[Natural-language object grounding data]

═══

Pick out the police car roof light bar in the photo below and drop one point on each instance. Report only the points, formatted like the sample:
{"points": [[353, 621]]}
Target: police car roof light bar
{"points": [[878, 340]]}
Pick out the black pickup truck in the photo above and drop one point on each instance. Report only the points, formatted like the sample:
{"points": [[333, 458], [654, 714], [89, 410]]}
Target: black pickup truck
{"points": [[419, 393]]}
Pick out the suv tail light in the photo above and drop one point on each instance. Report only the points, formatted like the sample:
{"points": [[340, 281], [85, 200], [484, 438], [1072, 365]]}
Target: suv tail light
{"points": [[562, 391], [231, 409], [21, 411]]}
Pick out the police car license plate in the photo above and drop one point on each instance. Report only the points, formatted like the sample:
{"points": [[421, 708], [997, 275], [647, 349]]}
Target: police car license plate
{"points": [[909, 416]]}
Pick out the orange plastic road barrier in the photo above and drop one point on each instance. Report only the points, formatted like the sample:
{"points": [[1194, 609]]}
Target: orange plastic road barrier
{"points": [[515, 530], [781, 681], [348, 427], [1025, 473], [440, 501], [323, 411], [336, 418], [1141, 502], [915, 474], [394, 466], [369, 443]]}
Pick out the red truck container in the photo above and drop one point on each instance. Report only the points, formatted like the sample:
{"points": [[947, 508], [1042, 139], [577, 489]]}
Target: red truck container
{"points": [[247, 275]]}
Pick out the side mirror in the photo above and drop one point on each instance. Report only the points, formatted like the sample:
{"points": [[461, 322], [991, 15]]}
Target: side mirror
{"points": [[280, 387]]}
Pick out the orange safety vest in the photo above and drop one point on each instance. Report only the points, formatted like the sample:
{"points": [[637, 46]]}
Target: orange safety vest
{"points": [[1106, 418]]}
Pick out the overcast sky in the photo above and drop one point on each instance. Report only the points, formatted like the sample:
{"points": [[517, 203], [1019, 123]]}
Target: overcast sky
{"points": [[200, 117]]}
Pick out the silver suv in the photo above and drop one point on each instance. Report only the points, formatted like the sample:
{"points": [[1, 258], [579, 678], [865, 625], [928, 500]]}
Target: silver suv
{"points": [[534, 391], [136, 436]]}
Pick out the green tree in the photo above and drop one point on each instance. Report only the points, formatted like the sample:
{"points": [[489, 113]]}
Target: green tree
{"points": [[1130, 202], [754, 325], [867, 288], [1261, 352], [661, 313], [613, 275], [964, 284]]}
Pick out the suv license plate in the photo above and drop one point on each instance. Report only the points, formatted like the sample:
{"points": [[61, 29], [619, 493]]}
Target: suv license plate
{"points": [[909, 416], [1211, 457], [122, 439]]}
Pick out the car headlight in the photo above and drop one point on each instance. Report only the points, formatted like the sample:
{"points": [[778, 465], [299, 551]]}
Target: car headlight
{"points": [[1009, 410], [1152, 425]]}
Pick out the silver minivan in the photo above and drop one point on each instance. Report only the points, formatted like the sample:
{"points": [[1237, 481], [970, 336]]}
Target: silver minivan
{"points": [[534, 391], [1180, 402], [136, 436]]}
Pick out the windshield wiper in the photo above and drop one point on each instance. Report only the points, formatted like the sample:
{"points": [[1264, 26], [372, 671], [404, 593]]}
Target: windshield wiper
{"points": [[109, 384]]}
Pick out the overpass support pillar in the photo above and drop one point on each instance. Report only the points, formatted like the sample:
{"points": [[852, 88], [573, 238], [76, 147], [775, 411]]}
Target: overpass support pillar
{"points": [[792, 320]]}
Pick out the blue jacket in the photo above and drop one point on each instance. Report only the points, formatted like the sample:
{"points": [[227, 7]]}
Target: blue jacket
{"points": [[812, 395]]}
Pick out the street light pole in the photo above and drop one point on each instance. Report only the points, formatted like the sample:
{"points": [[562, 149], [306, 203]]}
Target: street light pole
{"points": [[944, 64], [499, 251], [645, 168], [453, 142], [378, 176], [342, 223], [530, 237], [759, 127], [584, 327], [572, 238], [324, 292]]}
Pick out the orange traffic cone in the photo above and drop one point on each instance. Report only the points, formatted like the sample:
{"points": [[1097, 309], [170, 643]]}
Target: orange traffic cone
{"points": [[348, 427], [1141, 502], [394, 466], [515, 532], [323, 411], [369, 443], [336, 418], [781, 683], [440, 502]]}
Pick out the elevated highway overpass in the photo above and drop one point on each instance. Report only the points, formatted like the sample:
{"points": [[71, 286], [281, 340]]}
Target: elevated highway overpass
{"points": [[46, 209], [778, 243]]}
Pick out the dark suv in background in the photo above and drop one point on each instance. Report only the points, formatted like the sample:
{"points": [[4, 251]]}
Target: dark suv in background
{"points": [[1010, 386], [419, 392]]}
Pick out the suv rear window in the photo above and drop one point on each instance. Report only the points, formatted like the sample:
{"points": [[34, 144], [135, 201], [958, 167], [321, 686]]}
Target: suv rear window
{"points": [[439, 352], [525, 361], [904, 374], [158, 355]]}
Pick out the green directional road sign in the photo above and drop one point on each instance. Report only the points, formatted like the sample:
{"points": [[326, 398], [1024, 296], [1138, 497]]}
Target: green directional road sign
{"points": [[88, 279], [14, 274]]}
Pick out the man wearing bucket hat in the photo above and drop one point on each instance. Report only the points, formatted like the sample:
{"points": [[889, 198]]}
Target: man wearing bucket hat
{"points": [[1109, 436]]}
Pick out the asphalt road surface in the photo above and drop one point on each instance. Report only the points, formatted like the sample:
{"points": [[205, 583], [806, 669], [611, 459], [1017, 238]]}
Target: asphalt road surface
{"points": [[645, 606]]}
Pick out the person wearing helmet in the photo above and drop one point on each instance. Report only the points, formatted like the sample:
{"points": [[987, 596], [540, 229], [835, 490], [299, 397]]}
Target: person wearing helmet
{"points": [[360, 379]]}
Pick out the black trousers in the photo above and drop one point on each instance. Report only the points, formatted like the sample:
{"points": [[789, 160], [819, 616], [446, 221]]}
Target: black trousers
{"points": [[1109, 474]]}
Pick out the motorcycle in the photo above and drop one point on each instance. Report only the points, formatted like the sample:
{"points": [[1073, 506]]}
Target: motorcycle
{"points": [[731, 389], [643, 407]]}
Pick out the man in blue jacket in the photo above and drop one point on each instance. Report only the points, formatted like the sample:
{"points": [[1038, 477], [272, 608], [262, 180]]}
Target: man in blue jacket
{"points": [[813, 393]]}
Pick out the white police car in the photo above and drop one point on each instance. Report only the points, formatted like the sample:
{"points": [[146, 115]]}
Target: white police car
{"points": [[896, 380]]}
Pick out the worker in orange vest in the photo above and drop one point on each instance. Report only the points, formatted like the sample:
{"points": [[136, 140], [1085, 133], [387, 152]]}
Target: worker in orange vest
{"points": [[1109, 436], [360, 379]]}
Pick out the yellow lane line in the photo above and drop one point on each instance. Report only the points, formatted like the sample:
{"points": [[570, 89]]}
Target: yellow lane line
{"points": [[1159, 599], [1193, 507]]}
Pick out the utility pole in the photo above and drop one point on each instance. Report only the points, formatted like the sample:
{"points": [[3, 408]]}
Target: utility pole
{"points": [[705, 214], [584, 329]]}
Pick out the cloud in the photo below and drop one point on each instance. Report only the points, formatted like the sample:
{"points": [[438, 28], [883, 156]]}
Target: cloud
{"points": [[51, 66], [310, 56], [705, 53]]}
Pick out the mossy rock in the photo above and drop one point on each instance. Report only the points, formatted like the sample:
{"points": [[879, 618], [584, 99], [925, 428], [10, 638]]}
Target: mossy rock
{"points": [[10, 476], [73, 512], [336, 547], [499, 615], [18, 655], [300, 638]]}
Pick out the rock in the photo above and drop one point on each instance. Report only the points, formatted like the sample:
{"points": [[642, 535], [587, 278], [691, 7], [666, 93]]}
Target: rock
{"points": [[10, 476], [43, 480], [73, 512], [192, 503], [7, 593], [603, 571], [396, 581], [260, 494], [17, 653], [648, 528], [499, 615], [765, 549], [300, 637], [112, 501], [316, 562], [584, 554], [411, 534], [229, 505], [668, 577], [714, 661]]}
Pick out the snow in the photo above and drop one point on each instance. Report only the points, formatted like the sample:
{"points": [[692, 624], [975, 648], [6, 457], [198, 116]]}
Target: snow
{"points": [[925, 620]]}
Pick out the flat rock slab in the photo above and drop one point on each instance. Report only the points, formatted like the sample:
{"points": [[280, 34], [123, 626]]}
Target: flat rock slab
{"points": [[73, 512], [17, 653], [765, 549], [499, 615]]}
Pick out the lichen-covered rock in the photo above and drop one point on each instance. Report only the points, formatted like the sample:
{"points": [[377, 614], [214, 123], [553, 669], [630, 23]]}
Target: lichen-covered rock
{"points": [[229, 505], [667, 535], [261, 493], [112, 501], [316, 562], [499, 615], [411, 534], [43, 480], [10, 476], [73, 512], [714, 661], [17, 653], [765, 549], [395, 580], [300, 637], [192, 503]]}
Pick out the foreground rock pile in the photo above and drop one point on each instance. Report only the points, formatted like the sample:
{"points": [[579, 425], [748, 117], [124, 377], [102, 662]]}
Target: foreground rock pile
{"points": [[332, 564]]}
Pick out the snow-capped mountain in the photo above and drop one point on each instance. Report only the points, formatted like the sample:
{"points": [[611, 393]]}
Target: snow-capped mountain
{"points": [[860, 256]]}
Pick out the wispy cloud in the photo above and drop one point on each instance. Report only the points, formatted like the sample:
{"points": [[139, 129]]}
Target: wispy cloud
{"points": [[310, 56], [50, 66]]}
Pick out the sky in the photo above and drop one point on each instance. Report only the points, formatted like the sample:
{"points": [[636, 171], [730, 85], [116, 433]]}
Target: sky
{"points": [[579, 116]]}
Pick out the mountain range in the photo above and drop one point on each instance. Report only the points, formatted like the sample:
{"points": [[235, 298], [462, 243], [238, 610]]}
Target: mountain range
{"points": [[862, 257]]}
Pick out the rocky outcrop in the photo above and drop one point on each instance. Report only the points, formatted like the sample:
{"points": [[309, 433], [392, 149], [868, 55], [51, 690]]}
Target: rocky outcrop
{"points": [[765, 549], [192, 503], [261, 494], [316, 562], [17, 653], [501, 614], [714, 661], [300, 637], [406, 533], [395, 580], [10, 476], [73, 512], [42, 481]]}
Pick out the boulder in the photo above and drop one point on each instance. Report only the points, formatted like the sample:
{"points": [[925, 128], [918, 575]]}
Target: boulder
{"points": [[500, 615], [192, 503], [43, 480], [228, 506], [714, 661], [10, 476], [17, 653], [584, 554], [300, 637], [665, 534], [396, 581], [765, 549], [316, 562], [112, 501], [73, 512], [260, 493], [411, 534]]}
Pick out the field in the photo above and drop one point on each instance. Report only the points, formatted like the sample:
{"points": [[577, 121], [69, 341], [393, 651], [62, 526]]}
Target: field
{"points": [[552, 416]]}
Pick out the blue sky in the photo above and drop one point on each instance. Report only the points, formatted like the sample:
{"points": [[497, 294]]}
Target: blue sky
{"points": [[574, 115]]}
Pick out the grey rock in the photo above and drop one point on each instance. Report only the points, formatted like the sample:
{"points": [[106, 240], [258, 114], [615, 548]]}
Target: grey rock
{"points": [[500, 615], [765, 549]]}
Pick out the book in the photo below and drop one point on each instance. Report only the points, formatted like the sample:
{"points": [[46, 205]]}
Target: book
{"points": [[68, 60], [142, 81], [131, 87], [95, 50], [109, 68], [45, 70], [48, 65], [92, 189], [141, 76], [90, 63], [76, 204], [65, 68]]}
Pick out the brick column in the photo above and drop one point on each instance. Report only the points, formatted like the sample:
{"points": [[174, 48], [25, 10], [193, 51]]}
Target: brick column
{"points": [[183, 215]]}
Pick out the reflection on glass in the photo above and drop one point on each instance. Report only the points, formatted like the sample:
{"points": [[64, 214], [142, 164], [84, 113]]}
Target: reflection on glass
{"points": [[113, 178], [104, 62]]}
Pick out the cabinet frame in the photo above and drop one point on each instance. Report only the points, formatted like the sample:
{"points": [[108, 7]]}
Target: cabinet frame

═══

Exercise description
Go through the records and report each line that contains "cabinet".

Answer to this exercise
Pick out the cabinet frame in the photo above and drop one point on each instance. Report only the points, formatted like the sample:
Target: cabinet frame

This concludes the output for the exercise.